**Enunciado 1:** Segundo o texto sobre sucessos no TikTok, quantas replicações o áudio oficial de Por Supuesto tem no app?
**Enunciado 2:** Prolongue o texto sobre sucessos no TikTok a partir da última frase apresentada.

Esses exemplos não querem dizer que não existam histórias de artistas que tiveram somente e puramente sorte no TikTok. A cantora Marina Sena, por exemplo, não fez nada para que Por Supuesto virasse um hit do app. “Do nada alguém fez um vídeo com a música, e aí todo mundo começou a fazer. Eu não tinha feito o movimento, sabe? Foi realmente muito espontâneo”, disse Sena em entrevista à EXAME no final do ano passado. O áudio oficial tem mais de 250.000 replicações no app e, no Spotify, quase 60 milhões. O sucesso da música impactou diretamente no primeiro álbum solo da artista, cujas faixas principais têm no mínimo 2 milhões de plays cada uma.
O mesmo aconteceu com o rapper FBC e o beatmaker Vhoor: Baile, o álbum da dupla, viralizou no ano passado graças ao Se Tá Solteira, hit que remete aos bailes funk dos anos 2000. A música é uma das maiores apostas para o Carnaval de 2022, mas seu sucesso não veio tão fácil quanto o de Por Supuesto, de Marina Sena. FBC, ou Fabrício Soares, disse à EXAME que “ficou correndo atrás” de influenciadores para que a música viralizasse nas redes. “Paguei um grupo de meninas que dançam twerk, tá ligado? Pedi para alguns amigos fazerem uma dança e postarem”, disse Soares, citando ajuda da atriz Maisa Silva e da própria Sena.

Itens de uma fonte de dados:
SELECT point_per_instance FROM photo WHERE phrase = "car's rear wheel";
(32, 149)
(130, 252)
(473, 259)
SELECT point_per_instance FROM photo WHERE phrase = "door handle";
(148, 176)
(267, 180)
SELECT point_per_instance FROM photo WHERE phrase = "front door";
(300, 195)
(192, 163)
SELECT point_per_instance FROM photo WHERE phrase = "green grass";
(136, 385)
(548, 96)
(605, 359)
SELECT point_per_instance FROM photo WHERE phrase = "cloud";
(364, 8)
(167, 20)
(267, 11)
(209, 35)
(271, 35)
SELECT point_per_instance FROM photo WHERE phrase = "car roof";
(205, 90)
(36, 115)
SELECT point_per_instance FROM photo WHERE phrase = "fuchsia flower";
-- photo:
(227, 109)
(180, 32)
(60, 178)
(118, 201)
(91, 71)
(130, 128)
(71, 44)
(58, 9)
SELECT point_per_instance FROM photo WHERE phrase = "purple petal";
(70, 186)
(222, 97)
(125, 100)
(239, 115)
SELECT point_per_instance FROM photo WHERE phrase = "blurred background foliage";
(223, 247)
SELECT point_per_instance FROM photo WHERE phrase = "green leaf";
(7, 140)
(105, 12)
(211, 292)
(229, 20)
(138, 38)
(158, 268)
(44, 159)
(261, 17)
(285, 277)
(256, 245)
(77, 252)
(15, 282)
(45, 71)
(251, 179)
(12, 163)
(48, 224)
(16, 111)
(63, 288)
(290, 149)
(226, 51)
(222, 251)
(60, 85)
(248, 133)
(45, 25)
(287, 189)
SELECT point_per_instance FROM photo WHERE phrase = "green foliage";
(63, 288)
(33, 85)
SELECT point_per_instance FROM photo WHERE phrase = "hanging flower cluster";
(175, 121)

**Espaço de resposta 1:** Mais de 250.000 replicações.

**Espaço de resposta 2:**
“A ideia que eu passava era sempre bater a mão na câmera. Antes de a música ser feita ela já tinha esse propósito de ser trabalhada no TikTok.” São quatro batidas até o refrão. Quem grava o vídeo bate a mão na tela do celular em sincronia e, ao final, aparece posando enquanto FBC canta “se tá solteira, vamo ficar de casal”. Simples, mas eficaz. “Hoje não há como lançar um trabalho sem ter um trechozinho de 1 minuto que alguém vai bater a mão na cabeça e fazer uma dancinha.” Ao ser questionado se tinha mais algum comentário que queria deixar registrado na entrevista, o músico fez um pedido: “Se puder, fala para as pessoas seguirem minhas redes sociais”.
100 ANOS DE SOM
Como a indústria fonográfica evoluiu no último século
? ERA ANALÓGICA
O início de tudo. Antes da digitalização, o lucro das músicas estava diretamente relacionado às mais tocadas na rádio e ao número de vendas.
Rádio (1920): Notícias, jogos de futebol e anúncios do governo eram narrados através das caixas de som e, para muitos, foi a primeira forma de escutar os artistas da época, que aproveitavam o meio de comunicação para distribuir suas canções.
Discos de vinil (1950): Os LPs mudaram a forma de consumir música com seu som de qualidade e gravação de dois lados. No Brasil, suas vendas só baixaram com o crescimento dos CDs quase 40 anos depois — o formato foi de 28,4 milhões de vendas em 1992 para 10 milhões em 1995
? ERA DIGITAL
A música passa a acompanhar as pessoas a todo momento, mas o acesso à internet torna a pirataria uma prática comum e que afeta diretamente os bolsos da indústria fonográfica.
CDs (1980): Entre sua estreia em 1987 com o álbum Garota de Ipanema e a chegada dos MP3s dez anos depois, os compact discs tiveram cerca de 106,8 milhões de cópias vendidas por aqui, de acordo com a Pro-Música Brasil (PMB).
MP3 (1995): A indústria fonográfica mudou para sempre com os arquivos digitais, que tornaram a pirataria uma prática comum. Só no primeiro semestre de 2001, estima-se que 50% do mercado musical era pirata.
Streaming (2010): A popularização das plataformas de música Spotify, Deezer e YouTube correspondeu diretamente ao crescimento da banda larga no Brasil — e ao avanço dos smartphones e outros dispositivos no mundo.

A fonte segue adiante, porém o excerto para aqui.